#### Your task
How many lines below contain the word "skin"? Reply with only the number.
## start Data lines
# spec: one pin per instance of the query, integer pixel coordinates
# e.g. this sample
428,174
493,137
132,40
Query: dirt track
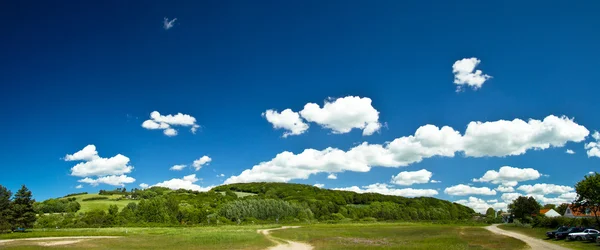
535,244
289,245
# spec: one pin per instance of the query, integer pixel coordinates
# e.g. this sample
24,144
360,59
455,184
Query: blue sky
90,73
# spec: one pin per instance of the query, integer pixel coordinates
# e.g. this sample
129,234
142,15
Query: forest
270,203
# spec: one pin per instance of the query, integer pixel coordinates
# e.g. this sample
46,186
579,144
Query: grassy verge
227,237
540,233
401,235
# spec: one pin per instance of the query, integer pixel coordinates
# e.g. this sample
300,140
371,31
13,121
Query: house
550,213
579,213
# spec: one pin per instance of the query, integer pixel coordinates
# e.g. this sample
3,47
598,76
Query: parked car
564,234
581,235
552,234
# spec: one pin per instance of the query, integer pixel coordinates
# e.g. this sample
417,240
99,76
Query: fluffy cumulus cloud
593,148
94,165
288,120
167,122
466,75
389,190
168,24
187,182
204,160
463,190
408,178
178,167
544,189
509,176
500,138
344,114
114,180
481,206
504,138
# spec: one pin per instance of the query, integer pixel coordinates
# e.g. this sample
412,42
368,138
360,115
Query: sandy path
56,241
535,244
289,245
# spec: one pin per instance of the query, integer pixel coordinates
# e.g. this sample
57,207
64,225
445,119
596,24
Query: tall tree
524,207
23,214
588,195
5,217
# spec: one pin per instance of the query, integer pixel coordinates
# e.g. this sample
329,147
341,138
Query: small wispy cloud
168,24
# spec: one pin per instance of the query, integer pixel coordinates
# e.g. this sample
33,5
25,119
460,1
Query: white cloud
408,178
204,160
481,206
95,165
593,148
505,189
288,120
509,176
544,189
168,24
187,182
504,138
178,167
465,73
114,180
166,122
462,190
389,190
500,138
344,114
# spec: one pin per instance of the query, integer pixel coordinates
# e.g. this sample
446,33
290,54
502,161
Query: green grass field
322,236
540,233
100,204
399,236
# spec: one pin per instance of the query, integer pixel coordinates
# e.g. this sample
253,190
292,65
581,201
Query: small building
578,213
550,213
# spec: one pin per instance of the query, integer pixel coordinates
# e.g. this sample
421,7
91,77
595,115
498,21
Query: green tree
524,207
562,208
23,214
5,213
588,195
## end Data lines
## start Data lines
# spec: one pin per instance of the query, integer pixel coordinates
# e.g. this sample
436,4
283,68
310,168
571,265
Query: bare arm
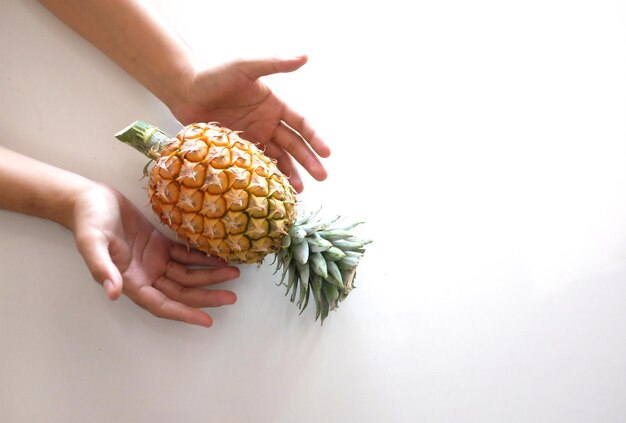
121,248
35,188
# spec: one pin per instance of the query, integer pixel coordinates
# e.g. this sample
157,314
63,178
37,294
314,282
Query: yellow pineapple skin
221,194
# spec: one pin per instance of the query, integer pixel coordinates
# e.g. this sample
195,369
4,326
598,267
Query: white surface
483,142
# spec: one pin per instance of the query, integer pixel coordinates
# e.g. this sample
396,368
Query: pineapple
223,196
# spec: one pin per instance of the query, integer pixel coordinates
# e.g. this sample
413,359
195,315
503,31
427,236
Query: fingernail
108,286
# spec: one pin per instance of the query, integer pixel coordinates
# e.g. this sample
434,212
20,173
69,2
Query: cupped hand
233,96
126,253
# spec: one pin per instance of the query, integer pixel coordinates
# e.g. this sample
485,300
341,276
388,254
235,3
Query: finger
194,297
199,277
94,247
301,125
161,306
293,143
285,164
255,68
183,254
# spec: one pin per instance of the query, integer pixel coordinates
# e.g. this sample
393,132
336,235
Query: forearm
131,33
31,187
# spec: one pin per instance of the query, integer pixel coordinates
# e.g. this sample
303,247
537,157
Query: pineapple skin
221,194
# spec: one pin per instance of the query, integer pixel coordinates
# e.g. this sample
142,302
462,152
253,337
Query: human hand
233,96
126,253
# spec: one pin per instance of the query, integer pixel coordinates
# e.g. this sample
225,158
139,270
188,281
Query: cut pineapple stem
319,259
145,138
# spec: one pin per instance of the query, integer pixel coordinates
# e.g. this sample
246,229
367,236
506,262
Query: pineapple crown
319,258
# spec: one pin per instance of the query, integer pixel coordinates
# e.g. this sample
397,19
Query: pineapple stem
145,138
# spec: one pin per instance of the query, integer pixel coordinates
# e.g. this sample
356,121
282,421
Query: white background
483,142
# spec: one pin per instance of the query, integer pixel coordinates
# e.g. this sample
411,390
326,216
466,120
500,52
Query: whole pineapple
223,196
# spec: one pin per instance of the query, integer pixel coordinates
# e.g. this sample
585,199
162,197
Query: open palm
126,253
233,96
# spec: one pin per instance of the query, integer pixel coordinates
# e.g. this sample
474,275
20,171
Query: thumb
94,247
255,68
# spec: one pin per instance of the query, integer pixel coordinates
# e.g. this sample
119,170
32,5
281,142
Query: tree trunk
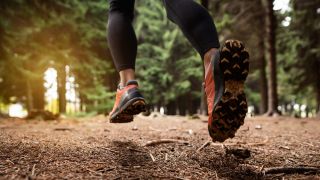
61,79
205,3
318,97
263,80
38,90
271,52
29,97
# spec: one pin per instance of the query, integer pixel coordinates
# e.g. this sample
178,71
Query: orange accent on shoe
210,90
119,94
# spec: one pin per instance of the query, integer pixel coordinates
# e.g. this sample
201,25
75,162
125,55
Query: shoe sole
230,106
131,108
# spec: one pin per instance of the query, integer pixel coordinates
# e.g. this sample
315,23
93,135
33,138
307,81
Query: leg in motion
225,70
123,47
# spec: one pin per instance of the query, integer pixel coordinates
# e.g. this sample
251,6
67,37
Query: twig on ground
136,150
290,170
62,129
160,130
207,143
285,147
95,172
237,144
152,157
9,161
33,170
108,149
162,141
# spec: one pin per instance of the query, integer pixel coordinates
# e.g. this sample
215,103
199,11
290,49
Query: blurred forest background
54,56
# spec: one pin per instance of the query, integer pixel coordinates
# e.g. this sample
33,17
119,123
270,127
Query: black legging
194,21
## end Data lines
#### Response
2